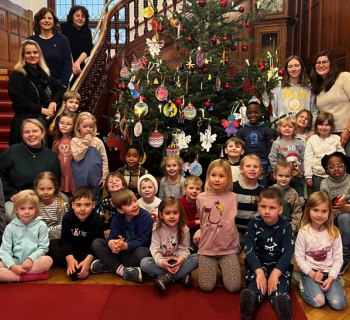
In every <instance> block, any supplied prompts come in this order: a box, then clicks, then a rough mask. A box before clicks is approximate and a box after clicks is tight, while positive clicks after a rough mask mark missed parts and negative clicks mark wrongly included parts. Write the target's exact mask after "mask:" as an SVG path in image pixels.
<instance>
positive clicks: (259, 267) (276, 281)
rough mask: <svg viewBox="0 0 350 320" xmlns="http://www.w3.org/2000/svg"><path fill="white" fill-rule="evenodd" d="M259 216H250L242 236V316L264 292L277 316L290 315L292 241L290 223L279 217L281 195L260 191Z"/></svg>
mask: <svg viewBox="0 0 350 320" xmlns="http://www.w3.org/2000/svg"><path fill="white" fill-rule="evenodd" d="M258 210H259V212H260V216H257V217H255V218H254V219H252V220H251V221H250V222H249V224H248V227H247V235H246V237H245V247H244V251H245V255H246V258H245V259H244V263H245V267H246V281H247V285H248V288H247V289H245V290H243V291H242V293H241V297H240V305H241V319H243V320H248V319H252V317H253V314H254V311H255V309H256V308H257V307H258V306H259V304H260V303H261V302H262V301H263V299H264V297H265V295H266V294H267V296H268V298H269V300H270V302H271V303H272V305H273V307H274V309H275V310H276V313H277V316H278V318H279V319H285V320H288V319H292V315H291V306H292V302H291V300H290V297H289V294H288V291H289V288H290V284H291V276H292V271H293V265H292V264H291V263H290V262H291V260H292V258H293V252H294V241H293V230H292V226H291V225H290V223H289V222H288V221H286V220H284V219H283V218H282V217H280V214H281V213H282V212H283V207H282V196H281V193H280V192H279V191H277V190H276V189H272V188H267V189H264V190H263V191H262V192H261V193H260V202H259V205H258Z"/></svg>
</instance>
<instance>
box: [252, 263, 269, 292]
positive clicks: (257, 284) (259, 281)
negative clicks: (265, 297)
mask: <svg viewBox="0 0 350 320" xmlns="http://www.w3.org/2000/svg"><path fill="white" fill-rule="evenodd" d="M255 274H256V285H257V287H258V289H259V290H260V291H261V294H262V295H263V296H264V295H265V293H266V289H267V281H266V277H265V274H264V271H263V269H261V268H259V269H256V270H255Z"/></svg>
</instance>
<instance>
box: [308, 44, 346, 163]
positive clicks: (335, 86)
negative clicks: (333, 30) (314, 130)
mask: <svg viewBox="0 0 350 320" xmlns="http://www.w3.org/2000/svg"><path fill="white" fill-rule="evenodd" d="M310 81H311V91H312V93H313V94H314V95H315V96H316V102H317V107H318V109H319V110H320V112H329V113H331V114H332V115H333V118H334V124H335V132H334V133H335V134H338V135H340V138H341V144H342V147H343V148H344V149H345V153H346V155H347V156H350V143H349V142H348V141H349V137H350V132H349V130H350V117H349V113H350V100H349V97H350V73H349V72H339V71H337V64H336V61H335V59H334V56H333V55H332V53H331V52H330V51H328V50H325V51H321V52H319V53H318V54H317V55H316V57H315V59H314V62H313V65H312V70H311V73H310Z"/></svg>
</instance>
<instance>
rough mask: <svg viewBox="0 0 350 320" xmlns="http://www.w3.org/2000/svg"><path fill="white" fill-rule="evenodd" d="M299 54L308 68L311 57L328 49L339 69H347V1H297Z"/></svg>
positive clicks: (349, 61)
mask: <svg viewBox="0 0 350 320" xmlns="http://www.w3.org/2000/svg"><path fill="white" fill-rule="evenodd" d="M298 29H299V30H298V31H299V37H298V47H299V48H298V49H299V50H298V51H299V52H298V54H299V55H300V57H301V58H302V59H303V61H304V62H305V65H306V67H307V69H308V70H310V68H311V66H312V62H313V59H314V56H315V55H316V54H317V53H318V52H319V51H321V50H326V49H328V50H331V51H332V53H333V54H334V55H335V57H336V59H337V62H338V68H339V69H340V70H341V71H350V60H349V59H350V0H299V26H298Z"/></svg>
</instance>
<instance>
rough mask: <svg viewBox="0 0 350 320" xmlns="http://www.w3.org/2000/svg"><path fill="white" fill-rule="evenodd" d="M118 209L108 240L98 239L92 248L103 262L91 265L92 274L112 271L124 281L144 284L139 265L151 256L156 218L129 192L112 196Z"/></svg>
mask: <svg viewBox="0 0 350 320" xmlns="http://www.w3.org/2000/svg"><path fill="white" fill-rule="evenodd" d="M112 203H113V205H114V207H116V208H117V209H118V213H117V214H116V215H115V216H114V218H113V221H112V224H111V233H110V234H109V236H108V237H107V239H96V240H95V241H94V243H93V244H92V249H93V250H94V252H95V253H96V255H97V256H98V258H99V259H100V260H96V261H94V263H93V264H92V265H91V268H90V270H91V272H92V273H104V272H113V273H116V274H118V275H120V276H121V277H123V278H124V280H133V281H135V282H142V274H141V269H140V262H141V260H142V259H143V258H146V257H149V256H150V251H149V249H148V248H149V245H150V243H151V235H152V226H153V219H152V217H151V215H150V214H149V213H148V211H146V210H145V209H142V208H140V205H139V202H138V201H137V199H136V196H135V194H134V193H133V192H132V191H131V190H129V189H121V190H118V191H117V192H116V193H114V194H113V196H112Z"/></svg>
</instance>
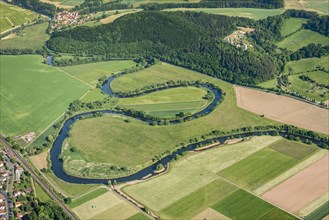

Task statement: A verbatim retyping of the listing, without any pictures, is the expected answer.

Task result:
In every <instance> block, any supplied prompts come in this order: a box, then clicks, then a rough mask. A box before clicks is approximate and a box after clicks is tight, while positive clicks after a rough mask mark missed parts and negative clicks mark wrongly included parts. Write the target's exact mask after "mask:" as an SVG path in image pixels.
<instance>
positive clicks: (259, 267) (276, 281)
rough mask: <svg viewBox="0 0 350 320" xmlns="http://www.w3.org/2000/svg"><path fill="white" fill-rule="evenodd" d="M259 216H250L242 236V316L264 292L277 316L290 315L292 241L290 223L279 217L281 195L260 191Z"/></svg>
mask: <svg viewBox="0 0 350 320" xmlns="http://www.w3.org/2000/svg"><path fill="white" fill-rule="evenodd" d="M258 210H259V212H260V216H257V217H255V218H254V219H252V220H251V221H250V222H249V224H248V227H247V235H246V237H245V247H244V251H245V255H246V258H245V259H244V263H245V267H246V281H247V285H248V288H247V289H245V290H243V291H242V293H241V297H240V305H241V319H243V320H248V319H252V317H253V314H254V311H255V309H256V308H257V307H258V306H259V304H260V303H261V302H262V301H263V299H264V297H265V295H266V294H267V296H268V298H269V300H270V302H271V303H272V305H273V307H274V309H275V310H276V313H277V316H278V318H279V319H285V320H288V319H292V315H291V306H292V302H291V300H290V297H289V294H288V291H289V288H290V284H291V276H292V271H293V265H292V264H291V263H290V262H291V260H292V258H293V252H294V241H293V230H292V226H291V225H290V223H289V222H288V221H286V220H284V219H283V218H282V217H280V214H281V213H282V212H283V207H282V196H281V193H280V192H279V191H277V190H276V189H272V188H267V189H264V190H263V191H262V192H261V193H260V202H259V205H258Z"/></svg>
</instance>
<instance>
box: [252, 263, 269, 292]
positive clicks: (257, 284) (259, 281)
negative clicks: (265, 297)
mask: <svg viewBox="0 0 350 320" xmlns="http://www.w3.org/2000/svg"><path fill="white" fill-rule="evenodd" d="M255 274H256V285H257V287H258V289H259V290H260V291H261V294H262V295H263V296H264V295H265V293H266V289H267V281H266V277H265V274H264V271H263V269H261V268H259V269H256V270H255Z"/></svg>
</instance>
<instance>
box: [308, 44, 346, 163]
positive clicks: (335, 86)
negative clicks: (333, 30) (314, 130)
mask: <svg viewBox="0 0 350 320" xmlns="http://www.w3.org/2000/svg"><path fill="white" fill-rule="evenodd" d="M310 81H311V91H312V93H313V94H314V95H315V96H316V102H317V107H318V109H319V110H320V112H329V113H331V114H332V115H333V118H334V124H335V132H334V133H335V134H338V135H340V138H341V144H342V147H343V148H344V149H345V153H346V155H347V156H350V143H349V142H348V141H349V137H350V132H349V130H350V117H349V113H350V100H349V97H350V73H349V72H339V71H337V64H336V61H335V59H334V56H333V55H332V53H331V52H330V51H328V50H325V51H321V52H319V53H318V54H317V55H316V57H315V59H314V62H313V65H312V70H311V73H310Z"/></svg>
</instance>
<instance>
rough mask: <svg viewBox="0 0 350 320" xmlns="http://www.w3.org/2000/svg"><path fill="white" fill-rule="evenodd" d="M299 54L308 68L311 57L328 49L339 69H347V1H297Z"/></svg>
positive clicks: (349, 61)
mask: <svg viewBox="0 0 350 320" xmlns="http://www.w3.org/2000/svg"><path fill="white" fill-rule="evenodd" d="M298 29H299V30H298V31H299V37H298V47H299V48H298V49H299V50H298V51H299V52H298V54H299V55H300V57H301V58H302V59H303V61H304V62H305V65H306V67H307V69H308V70H310V68H311V66H312V62H313V59H314V56H315V55H316V54H317V53H318V52H319V51H321V50H326V49H328V50H331V51H332V53H333V54H334V55H335V57H336V59H337V62H338V68H339V69H340V70H341V71H350V60H349V59H350V0H299V26H298Z"/></svg>
</instance>
<instance>
rough mask: <svg viewBox="0 0 350 320" xmlns="http://www.w3.org/2000/svg"><path fill="white" fill-rule="evenodd" d="M118 209L108 240L98 239L92 248L103 262L91 265L92 274L112 271L124 281L144 284L139 265L151 256L156 218L129 192L112 196Z"/></svg>
mask: <svg viewBox="0 0 350 320" xmlns="http://www.w3.org/2000/svg"><path fill="white" fill-rule="evenodd" d="M112 203H113V205H114V207H116V208H117V209H118V213H117V214H116V215H115V216H114V218H113V221H112V224H111V233H110V234H109V236H108V237H107V239H96V240H95V241H94V243H93V244H92V249H93V250H94V252H95V253H96V255H97V256H98V258H99V259H100V260H96V261H94V263H93V264H92V265H91V268H90V270H91V272H92V273H104V272H113V273H116V274H118V275H120V276H121V277H123V278H124V280H133V281H135V282H142V274H141V269H140V262H141V260H142V259H143V258H146V257H149V256H150V251H149V249H148V248H149V245H150V243H151V235H152V226H153V219H152V217H151V215H150V214H149V213H148V211H146V210H145V209H142V208H140V205H139V202H138V201H137V199H136V196H135V194H134V193H133V192H132V191H131V190H129V189H121V190H118V191H117V192H116V193H114V194H113V196H112Z"/></svg>
</instance>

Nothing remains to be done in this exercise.